READING PASSAGE Block Start

I have not read Skowronek's 3rd edition (2020), which took his analysis into Trump's first term (but before his catastrophic final, pandemic year and electoral defeat). By then, events had challenged Skowronek's earlier expectation that historical patterns were being overtaken by contemporary developments. My understanding is that he grappled with whether Trump would prove reconstructive, despite deviating from the historic pattern (in that Obama was not a disjunctive president), and his analysis foresaw the possibility that Trump would become in effect a party unto himself, which he obviously has since become.
But whatever was the case then, we have since experienced the Biden interlude and Trump's triumphant return to power with all his reconstructive aspirations. I don't know what Skowronek would say (or maybe has said) about Biden and Trump II, but here is what I think.
The modern period of Plebiscitary politics continues. The successful presidents (i.e., those who have gotten reelected) have, for the most part, been charismatic figures with a direct connection with the electorate. This was especially true of Regan, Clinton, Obama, and now Trump. Recent elections have also illustrated how that direct connection highlighted the importance of the economy in voters' calculations.
When first describing reconstructive presidents, Skowronek wrote "Presidents stand preeminent in American politics when government has been most thoroughly discredited, and when political resistance to the presidency is weakest, presidents tend to remake the government wholesale. It is worth noting, however, that the commanding authority presidents wield at these moments does not automatically translate into more effective solutions to the substantive problems that gave rise to the nationwide crisis of legitimacy in the first place."

READING PASSAGE Block End
DATA SHOWN Block Start

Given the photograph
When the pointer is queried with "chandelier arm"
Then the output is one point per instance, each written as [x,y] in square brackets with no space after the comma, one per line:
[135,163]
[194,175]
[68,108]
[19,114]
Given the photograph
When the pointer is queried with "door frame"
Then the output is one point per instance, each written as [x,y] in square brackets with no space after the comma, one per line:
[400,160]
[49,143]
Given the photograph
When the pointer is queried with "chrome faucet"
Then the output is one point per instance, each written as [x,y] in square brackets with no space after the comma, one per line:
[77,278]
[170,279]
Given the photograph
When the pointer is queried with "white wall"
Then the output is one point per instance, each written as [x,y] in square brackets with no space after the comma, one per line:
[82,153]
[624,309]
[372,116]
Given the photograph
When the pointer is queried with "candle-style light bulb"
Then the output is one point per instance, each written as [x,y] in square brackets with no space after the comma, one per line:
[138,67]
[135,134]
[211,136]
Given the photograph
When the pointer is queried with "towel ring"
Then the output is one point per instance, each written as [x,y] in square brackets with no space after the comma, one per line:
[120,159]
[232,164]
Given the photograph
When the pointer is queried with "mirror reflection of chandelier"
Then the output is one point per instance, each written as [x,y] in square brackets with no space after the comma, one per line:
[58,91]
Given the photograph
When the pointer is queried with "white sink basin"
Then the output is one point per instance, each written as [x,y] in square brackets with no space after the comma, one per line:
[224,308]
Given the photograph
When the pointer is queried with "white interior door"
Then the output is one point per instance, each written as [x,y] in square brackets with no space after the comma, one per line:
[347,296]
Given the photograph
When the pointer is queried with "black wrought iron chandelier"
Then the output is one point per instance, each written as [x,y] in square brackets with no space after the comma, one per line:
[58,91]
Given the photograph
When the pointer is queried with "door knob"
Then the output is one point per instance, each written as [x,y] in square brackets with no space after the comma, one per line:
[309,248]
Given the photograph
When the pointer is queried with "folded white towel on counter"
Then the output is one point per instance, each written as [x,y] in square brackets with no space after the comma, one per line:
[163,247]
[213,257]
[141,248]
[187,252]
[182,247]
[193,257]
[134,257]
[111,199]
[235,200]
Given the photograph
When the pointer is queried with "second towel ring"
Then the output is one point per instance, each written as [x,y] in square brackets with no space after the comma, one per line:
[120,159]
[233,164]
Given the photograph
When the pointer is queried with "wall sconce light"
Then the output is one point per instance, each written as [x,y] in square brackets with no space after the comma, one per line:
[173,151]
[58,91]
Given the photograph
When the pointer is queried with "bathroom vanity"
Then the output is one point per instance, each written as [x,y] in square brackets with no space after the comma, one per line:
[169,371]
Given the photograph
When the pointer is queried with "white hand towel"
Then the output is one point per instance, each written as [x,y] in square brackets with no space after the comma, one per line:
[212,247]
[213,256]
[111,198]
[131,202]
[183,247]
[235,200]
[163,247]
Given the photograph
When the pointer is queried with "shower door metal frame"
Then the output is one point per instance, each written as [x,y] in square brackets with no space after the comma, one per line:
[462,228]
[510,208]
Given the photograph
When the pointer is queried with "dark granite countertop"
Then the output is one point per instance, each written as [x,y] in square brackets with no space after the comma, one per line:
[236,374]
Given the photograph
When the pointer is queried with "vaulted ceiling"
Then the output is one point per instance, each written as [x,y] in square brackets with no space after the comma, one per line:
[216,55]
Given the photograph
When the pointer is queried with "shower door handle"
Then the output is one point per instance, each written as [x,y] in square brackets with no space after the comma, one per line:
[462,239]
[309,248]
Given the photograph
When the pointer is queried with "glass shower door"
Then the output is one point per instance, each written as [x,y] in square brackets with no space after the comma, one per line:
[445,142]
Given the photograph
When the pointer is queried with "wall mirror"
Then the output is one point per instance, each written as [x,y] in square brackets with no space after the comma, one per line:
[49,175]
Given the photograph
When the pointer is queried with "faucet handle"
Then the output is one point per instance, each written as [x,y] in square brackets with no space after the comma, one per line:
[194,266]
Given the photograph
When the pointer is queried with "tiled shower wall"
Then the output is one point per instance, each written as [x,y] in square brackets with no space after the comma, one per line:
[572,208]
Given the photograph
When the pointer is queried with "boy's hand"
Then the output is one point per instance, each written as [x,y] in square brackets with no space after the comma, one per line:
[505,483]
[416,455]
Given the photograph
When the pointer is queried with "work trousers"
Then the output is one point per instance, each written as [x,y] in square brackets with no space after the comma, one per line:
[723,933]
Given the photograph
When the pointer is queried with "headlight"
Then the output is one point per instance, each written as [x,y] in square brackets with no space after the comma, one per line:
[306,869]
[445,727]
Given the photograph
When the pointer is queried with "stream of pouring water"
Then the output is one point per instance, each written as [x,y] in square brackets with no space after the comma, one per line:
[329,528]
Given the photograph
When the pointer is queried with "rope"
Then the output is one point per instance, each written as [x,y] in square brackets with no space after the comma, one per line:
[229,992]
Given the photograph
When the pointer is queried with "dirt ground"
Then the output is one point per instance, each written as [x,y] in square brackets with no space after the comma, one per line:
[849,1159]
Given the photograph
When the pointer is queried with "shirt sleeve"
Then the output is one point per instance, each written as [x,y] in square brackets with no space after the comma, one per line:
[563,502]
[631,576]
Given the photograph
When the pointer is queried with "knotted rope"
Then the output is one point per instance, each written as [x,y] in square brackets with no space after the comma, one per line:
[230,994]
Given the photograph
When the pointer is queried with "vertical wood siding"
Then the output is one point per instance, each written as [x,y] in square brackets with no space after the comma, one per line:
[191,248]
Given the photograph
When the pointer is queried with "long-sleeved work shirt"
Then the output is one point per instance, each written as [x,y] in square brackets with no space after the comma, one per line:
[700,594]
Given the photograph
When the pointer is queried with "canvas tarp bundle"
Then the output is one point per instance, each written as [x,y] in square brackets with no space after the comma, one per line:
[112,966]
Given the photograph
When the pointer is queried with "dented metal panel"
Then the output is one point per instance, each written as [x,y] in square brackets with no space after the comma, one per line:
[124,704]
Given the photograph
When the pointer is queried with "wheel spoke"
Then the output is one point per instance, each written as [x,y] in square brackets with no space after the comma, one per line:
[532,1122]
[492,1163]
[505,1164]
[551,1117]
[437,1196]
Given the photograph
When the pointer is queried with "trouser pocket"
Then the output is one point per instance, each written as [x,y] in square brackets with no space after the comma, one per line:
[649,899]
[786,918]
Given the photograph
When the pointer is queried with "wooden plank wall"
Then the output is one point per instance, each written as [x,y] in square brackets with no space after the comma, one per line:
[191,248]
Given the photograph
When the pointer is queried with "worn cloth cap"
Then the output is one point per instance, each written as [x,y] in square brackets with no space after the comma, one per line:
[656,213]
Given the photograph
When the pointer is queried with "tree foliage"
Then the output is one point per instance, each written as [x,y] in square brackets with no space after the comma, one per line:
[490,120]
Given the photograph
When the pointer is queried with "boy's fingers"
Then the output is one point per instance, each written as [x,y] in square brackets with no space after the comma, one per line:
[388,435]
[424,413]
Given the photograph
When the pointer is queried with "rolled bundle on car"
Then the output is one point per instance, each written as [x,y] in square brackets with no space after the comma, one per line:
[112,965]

DATA SHOWN Block End

TO DO:
Continue the essay on Skowronek's account of presidential politics, starting after its final paragraph. The material comes from a separate source and has no connection to the essay.

REPLY:
Presumably, Trump is not familiar with the political science language the author employs, but it seems safe to suggest he aspires to be a reconstructive president and appears well positioned to become one. A quick comparison with a line like this from Obama's 2013 Inaugural - "We cannot ... substitute spectacle for politics, or treat name-calling as reasoned debate" - effectively illustrates Trump's repudiation of the previous regime. (Indeed, Trump represents an apparently wholesale repudiation of virtually all previous iterations of the American constitutional regime.)
Of course, no one can know for certain how things will play out. But, from the unique perspective of our contentious present, the Biden presidency (which, once upon a time, seemed poised to be quite consequential, but now appears to have been but an interlude between the Two Trump presidencies) now seems to have the characteristics of a disjunctive presidency, in the tradition of the two Adamses, Herbert Hoover, and Jimmy Carter. Skowronek first described such presidencies as affiliates of the previous regime at a time when conditions of governance have radically altered and the regime affiliate is left "with little beyond his own personal dedication and his keen appreciation of the complexity of the nation's problems to justify his tenure." That does seem to fit Biden better, from the perspective of the present than the earlier appreciation of him - more a Carter than an LBJ. And to the extent Biden really was disjunctive - marking the final end of post-New Deal, post-Cold War liberalism, the path has been paved for Trump to become a truly reconstructive president.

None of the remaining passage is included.